▶ [Instructions for the task]:
Shift every point coordinate in the answers of the records below by adding 95 to each number, and write out all of the records again with their requests included. Leave the requests and their format samples unchanged, and omit the pictures from your answer.

▶ [Supplied data]:
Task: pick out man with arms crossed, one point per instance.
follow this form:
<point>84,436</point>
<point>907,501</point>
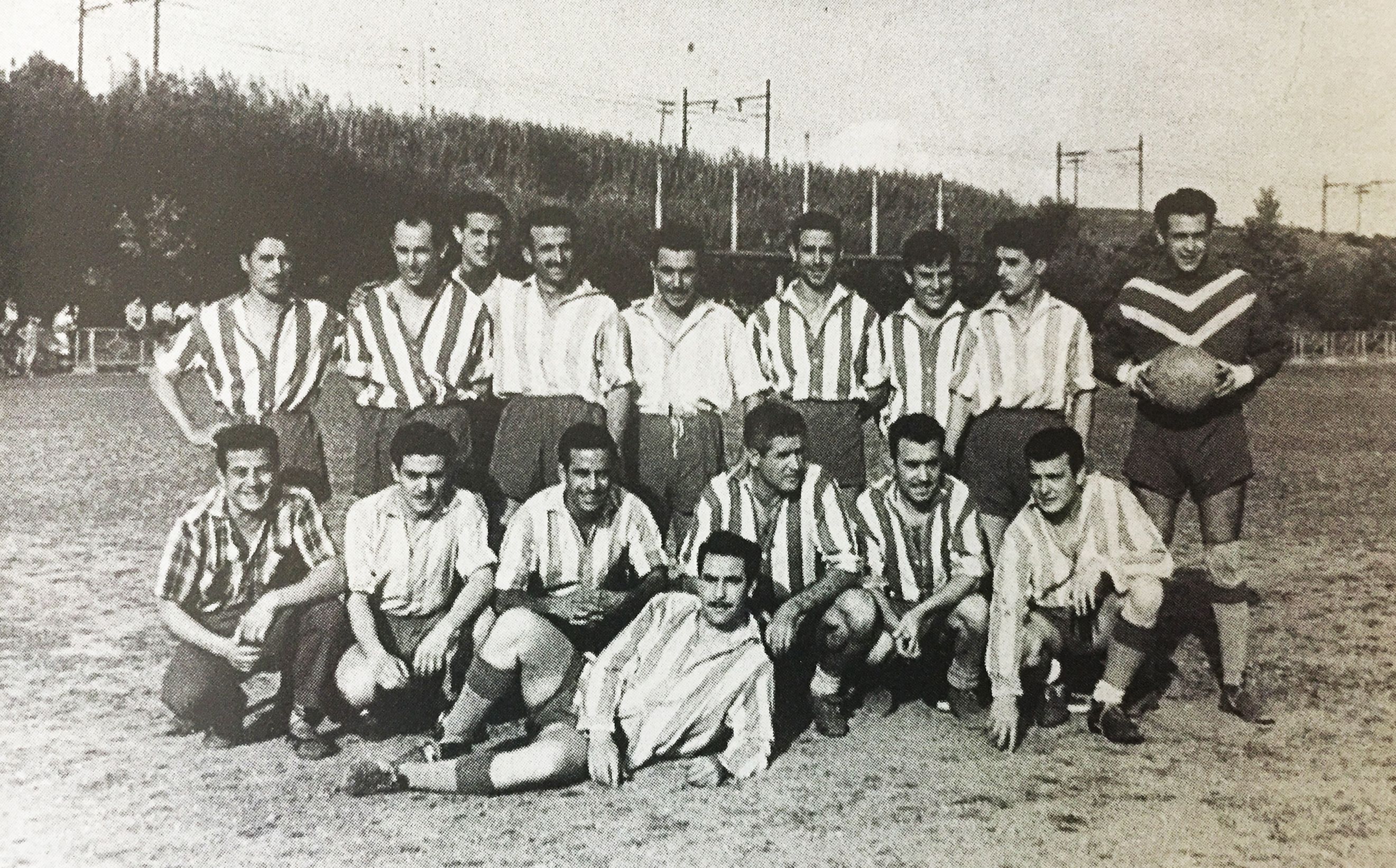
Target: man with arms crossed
<point>421,578</point>
<point>693,362</point>
<point>264,355</point>
<point>1025,366</point>
<point>578,562</point>
<point>419,348</point>
<point>689,669</point>
<point>818,347</point>
<point>926,560</point>
<point>1083,568</point>
<point>1190,299</point>
<point>810,556</point>
<point>251,581</point>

▶ [Output below]:
Task: pick out man with arms crossed, one point per instance.
follow this form:
<point>84,436</point>
<point>907,501</point>
Target: man with arms crossed
<point>516,673</point>
<point>788,457</point>
<point>359,450</point>
<point>1120,461</point>
<point>673,657</point>
<point>514,443</point>
<point>784,764</point>
<point>913,442</point>
<point>1021,655</point>
<point>1178,663</point>
<point>1285,394</point>
<point>905,651</point>
<point>346,676</point>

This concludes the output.